Problem to work on:
Report every line in the listing below that contains the string "formatted", copying each such line in full.
>> Begin Provided information
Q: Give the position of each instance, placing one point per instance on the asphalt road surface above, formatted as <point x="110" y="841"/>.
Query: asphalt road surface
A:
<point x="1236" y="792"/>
>> End Provided information
>> Begin Provided information
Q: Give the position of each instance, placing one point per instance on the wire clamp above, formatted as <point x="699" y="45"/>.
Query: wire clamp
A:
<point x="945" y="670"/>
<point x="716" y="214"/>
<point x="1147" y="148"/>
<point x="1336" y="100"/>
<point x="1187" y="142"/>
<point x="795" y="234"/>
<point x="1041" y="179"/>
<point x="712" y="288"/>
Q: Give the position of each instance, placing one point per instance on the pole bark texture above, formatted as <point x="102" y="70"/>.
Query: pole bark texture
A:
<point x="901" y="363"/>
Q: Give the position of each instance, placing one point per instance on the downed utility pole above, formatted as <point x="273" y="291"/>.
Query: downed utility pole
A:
>> End Provided information
Final result:
Q: Give the position of each instance, placing one point per instance on the asphalt road surface above, formatted as <point x="110" y="841"/>.
Q: Give the position of each instance, placing one point per instance on the wire clamp above, formatted as <point x="699" y="45"/>.
Q: Give the position of each instance, placing one point per instance on the pole bark texture above, formatted as <point x="102" y="70"/>.
Q: Give the position of each instance, placing one point per instance on the downed utility pole above, formatted as <point x="273" y="291"/>.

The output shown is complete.